(Point annotation data)
↓↓↓
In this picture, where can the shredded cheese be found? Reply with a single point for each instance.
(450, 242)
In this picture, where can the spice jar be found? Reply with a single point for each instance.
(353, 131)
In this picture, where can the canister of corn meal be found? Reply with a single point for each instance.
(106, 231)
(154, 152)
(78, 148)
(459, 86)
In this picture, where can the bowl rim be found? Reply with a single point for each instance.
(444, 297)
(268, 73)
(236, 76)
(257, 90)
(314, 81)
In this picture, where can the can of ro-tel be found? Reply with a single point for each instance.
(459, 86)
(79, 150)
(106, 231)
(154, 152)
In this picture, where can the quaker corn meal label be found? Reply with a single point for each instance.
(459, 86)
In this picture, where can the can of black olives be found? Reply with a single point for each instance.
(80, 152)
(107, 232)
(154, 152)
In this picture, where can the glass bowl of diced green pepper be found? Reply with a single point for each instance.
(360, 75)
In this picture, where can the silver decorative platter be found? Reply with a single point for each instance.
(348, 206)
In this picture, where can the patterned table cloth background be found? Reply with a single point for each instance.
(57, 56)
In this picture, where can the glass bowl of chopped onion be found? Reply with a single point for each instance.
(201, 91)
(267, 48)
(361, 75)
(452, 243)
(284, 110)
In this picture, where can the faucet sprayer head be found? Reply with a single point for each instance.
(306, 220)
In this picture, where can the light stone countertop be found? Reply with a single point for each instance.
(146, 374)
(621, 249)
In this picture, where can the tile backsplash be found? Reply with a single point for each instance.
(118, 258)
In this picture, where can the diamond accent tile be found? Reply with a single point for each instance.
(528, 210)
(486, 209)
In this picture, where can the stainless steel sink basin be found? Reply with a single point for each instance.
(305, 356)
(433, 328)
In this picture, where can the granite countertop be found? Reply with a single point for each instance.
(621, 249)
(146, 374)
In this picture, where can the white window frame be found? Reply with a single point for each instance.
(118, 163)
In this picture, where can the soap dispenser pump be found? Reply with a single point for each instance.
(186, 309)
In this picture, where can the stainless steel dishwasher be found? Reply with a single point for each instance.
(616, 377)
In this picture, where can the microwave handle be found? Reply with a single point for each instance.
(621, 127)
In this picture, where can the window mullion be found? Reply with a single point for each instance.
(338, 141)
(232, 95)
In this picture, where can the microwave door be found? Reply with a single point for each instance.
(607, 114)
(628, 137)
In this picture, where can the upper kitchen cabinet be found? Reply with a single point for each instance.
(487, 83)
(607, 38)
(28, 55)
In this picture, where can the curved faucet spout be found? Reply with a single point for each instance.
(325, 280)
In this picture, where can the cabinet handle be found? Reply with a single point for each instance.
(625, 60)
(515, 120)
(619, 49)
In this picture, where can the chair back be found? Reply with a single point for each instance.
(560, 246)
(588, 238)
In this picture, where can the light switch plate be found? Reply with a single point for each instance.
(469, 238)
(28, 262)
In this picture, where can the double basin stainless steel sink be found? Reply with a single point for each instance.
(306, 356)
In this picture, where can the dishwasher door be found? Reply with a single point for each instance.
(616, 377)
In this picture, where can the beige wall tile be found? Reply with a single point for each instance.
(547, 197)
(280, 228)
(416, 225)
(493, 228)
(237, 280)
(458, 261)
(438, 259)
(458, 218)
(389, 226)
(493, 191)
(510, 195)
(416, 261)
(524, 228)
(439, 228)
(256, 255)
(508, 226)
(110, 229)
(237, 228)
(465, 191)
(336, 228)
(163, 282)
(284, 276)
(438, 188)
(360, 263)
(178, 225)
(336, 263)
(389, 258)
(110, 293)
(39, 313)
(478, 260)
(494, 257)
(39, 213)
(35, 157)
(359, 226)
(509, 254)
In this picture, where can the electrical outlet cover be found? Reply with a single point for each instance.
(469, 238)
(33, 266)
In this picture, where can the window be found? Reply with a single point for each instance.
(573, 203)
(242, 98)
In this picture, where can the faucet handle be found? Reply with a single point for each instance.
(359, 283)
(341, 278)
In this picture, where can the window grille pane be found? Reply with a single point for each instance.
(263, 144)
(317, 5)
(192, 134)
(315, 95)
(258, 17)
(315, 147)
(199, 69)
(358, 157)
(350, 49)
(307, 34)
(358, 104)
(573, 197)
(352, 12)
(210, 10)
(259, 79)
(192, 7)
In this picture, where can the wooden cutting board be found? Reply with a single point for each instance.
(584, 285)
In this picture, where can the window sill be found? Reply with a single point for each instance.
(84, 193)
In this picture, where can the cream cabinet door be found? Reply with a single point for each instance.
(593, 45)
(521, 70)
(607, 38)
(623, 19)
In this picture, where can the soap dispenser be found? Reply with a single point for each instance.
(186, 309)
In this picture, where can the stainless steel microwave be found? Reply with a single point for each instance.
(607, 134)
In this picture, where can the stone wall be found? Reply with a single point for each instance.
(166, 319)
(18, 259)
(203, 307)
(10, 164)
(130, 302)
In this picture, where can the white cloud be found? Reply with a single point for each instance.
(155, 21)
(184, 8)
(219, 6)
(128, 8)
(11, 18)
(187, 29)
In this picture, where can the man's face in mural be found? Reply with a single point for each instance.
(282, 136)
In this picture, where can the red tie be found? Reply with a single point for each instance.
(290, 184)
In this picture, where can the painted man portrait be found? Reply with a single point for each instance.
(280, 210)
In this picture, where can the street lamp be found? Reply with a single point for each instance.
↑↑↑
**SHORT PROBLEM:**
Reproduce the lines verbatim, beginning with the line that contains "In this picture, where can the red" and continuing through the final line of the records.

**RESULT:**
In this picture, where can the red tie be found? Reply with a single point for each instance.
(290, 184)
In this picture, where can the painted man portrait be found? Reply with a single point for each instance.
(280, 210)
In this picture, where can the street lamp be found? Reply with a single point for each instance.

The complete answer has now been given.